▸ Written instruction:
Arrange the lines below as a numbered list, from the first line up to and including the line with "column 716, row 169", and leave out any blank lines.

-- Start --

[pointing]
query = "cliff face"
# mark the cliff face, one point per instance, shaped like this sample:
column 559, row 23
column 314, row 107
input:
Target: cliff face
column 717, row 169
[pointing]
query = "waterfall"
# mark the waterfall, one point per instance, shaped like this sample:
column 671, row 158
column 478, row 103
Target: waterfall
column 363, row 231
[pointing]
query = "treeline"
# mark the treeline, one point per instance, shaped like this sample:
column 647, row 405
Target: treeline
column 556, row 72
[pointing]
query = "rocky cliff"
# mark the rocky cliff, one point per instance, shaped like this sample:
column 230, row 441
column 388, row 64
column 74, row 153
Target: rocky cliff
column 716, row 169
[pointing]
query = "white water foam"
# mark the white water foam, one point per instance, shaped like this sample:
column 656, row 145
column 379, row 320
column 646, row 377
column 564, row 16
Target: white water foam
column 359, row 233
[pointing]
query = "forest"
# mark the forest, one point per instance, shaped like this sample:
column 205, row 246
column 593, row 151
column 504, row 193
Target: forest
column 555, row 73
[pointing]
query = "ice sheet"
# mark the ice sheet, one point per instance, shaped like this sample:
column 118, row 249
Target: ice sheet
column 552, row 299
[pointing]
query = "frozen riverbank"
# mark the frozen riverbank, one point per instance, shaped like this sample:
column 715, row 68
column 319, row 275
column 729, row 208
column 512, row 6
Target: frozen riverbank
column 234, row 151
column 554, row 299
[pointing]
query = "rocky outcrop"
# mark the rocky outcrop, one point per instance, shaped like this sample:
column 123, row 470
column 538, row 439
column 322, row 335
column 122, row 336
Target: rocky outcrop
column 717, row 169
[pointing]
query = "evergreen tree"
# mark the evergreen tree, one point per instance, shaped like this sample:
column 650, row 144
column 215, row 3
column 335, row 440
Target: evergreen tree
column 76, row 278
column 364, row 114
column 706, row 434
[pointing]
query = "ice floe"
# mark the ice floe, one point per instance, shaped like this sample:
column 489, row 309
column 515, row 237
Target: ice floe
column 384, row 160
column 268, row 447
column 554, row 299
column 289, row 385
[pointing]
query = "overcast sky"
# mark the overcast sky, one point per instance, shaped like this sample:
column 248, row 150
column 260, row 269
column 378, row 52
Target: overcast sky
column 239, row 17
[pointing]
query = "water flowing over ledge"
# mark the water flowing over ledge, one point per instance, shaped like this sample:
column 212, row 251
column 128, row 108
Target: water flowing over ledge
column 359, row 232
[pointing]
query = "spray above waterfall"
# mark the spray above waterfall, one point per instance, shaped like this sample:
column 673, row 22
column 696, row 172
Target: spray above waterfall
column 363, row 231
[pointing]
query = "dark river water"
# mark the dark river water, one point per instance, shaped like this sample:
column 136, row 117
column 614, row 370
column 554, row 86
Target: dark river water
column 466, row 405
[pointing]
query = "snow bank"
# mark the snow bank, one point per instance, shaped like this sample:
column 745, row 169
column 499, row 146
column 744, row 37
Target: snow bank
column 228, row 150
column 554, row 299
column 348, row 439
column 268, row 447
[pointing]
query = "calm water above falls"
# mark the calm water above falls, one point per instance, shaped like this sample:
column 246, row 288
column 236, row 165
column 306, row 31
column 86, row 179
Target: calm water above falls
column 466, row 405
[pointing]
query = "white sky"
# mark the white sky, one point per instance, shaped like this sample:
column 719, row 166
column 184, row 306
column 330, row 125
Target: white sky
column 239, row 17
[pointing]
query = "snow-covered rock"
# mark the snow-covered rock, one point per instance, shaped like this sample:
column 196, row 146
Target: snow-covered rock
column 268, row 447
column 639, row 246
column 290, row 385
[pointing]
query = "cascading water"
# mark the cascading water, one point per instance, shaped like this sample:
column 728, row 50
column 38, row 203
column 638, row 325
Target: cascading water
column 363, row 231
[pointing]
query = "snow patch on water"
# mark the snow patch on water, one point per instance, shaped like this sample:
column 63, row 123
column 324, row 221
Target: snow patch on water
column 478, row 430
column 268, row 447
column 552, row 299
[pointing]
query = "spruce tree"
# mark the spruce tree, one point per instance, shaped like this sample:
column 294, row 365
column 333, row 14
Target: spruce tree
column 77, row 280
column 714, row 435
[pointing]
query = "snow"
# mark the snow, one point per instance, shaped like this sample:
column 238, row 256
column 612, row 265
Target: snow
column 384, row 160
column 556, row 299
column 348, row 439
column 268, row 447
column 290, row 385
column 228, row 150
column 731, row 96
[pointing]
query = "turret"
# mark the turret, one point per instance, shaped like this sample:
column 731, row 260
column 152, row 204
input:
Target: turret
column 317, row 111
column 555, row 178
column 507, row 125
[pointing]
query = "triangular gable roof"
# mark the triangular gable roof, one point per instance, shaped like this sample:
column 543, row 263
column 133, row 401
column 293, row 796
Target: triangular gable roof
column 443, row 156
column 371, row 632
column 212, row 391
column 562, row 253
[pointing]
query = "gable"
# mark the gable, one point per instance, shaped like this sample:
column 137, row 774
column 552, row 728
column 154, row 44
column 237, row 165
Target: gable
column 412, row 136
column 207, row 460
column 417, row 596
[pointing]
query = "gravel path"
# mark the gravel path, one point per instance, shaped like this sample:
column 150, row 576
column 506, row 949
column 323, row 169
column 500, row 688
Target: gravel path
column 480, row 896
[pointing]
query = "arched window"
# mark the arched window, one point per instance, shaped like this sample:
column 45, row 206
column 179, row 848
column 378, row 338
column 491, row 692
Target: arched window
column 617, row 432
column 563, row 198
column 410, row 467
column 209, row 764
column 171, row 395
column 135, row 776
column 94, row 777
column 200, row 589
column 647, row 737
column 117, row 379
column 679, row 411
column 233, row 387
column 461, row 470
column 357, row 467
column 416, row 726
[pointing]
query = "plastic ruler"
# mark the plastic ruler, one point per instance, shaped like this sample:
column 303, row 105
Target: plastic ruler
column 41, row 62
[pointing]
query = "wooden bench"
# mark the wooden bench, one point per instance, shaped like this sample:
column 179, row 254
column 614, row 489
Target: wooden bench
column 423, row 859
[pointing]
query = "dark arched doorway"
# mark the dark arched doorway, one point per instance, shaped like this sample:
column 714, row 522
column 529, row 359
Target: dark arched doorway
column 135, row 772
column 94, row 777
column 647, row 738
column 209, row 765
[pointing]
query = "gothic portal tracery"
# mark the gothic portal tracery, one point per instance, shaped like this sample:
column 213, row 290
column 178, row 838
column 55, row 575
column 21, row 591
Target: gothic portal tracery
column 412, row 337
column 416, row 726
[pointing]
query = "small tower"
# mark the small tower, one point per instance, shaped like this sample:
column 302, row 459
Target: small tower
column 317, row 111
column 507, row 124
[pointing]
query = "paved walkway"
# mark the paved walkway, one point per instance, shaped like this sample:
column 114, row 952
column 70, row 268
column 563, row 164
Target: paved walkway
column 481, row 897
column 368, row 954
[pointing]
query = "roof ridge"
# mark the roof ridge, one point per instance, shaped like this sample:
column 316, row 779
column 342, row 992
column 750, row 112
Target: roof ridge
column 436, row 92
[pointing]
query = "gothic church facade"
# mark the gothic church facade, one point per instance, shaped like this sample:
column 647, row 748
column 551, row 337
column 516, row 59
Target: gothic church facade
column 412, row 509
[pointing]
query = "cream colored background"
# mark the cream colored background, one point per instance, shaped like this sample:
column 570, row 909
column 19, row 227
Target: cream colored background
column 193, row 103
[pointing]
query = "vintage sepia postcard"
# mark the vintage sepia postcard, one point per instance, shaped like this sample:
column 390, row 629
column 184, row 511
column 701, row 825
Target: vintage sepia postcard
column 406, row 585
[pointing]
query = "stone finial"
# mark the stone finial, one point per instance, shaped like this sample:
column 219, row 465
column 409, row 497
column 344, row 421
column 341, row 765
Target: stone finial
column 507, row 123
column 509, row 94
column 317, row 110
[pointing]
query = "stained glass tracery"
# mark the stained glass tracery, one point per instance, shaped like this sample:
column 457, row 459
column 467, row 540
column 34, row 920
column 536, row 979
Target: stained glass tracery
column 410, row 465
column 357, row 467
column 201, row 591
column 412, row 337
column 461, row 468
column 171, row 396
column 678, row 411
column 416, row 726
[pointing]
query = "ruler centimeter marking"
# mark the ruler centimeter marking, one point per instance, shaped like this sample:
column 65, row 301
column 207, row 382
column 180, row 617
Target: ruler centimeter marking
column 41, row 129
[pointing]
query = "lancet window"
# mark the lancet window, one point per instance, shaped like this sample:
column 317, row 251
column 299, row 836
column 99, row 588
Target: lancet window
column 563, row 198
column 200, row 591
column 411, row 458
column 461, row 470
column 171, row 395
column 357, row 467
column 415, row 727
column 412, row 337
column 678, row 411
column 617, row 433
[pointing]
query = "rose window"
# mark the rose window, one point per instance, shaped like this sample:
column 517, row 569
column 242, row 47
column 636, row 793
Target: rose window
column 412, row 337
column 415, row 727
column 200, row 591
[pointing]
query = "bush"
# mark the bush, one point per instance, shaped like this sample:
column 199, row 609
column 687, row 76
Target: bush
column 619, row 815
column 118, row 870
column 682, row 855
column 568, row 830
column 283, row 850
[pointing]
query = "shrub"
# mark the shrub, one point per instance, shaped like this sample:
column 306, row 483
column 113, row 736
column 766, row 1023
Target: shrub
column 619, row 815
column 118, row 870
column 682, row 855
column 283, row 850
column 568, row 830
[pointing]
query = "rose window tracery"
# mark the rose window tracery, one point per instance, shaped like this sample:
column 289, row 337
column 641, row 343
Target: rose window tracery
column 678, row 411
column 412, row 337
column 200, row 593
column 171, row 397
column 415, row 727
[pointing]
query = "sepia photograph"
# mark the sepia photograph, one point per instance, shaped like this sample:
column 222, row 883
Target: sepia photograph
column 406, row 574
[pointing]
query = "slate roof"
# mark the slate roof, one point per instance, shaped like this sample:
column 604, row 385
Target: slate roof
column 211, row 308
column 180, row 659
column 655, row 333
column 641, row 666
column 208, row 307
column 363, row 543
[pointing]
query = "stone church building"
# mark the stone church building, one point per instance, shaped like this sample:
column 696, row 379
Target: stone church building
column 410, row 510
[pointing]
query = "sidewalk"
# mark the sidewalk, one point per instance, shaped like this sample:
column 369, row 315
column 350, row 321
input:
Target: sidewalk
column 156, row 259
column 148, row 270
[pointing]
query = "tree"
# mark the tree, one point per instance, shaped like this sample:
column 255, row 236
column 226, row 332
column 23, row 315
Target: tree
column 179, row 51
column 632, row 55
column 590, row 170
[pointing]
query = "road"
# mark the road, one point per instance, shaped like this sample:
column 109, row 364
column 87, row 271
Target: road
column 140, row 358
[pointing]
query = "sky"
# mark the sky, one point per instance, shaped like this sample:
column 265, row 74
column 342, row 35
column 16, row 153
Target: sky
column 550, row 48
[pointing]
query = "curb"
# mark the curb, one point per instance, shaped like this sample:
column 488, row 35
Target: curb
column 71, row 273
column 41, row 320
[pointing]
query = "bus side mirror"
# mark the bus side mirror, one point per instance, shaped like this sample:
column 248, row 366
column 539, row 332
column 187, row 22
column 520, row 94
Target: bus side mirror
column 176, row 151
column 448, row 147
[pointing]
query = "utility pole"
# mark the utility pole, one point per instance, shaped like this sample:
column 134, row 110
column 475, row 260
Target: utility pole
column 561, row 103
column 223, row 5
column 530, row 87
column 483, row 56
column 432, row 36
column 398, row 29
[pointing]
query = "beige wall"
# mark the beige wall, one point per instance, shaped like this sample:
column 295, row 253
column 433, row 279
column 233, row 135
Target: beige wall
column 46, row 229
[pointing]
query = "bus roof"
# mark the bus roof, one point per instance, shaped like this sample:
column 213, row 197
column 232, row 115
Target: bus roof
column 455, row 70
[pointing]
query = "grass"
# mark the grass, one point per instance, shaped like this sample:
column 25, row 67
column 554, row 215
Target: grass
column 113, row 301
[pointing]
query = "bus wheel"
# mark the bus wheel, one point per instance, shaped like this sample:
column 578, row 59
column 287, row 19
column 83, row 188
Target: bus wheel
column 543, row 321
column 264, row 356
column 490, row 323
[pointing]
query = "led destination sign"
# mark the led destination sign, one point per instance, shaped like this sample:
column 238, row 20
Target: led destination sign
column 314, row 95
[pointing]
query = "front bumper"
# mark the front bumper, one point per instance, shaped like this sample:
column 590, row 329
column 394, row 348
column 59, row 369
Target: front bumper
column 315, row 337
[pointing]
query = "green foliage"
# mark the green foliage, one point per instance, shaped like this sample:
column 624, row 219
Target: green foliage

-- End --

▸ Output of the exercise:
1. [pointing]
2. query = "cliff face"
3. # mark the cliff face, one point per instance, shaped like this sample:
4. column 559, row 23
5. column 314, row 107
6. input:
7. Target: cliff face
8. column 717, row 169
9. [pointing]
10. query = "waterfall"
11. # mark the waterfall, one point per instance, shaped like this sample:
12. column 671, row 158
13. column 478, row 103
14. Target: waterfall
15. column 363, row 231
16. [pointing]
17. query = "treeline"
18. # mark the treeline, one point per instance, shaped like this sample:
19. column 647, row 405
20. Target: treeline
21. column 556, row 72
22. [pointing]
23. query = "rocky cliff"
24. # mark the rocky cliff, one point per instance, shaped like this sample:
25. column 230, row 441
26. column 388, row 64
27. column 74, row 153
28. Target: rocky cliff
29. column 716, row 169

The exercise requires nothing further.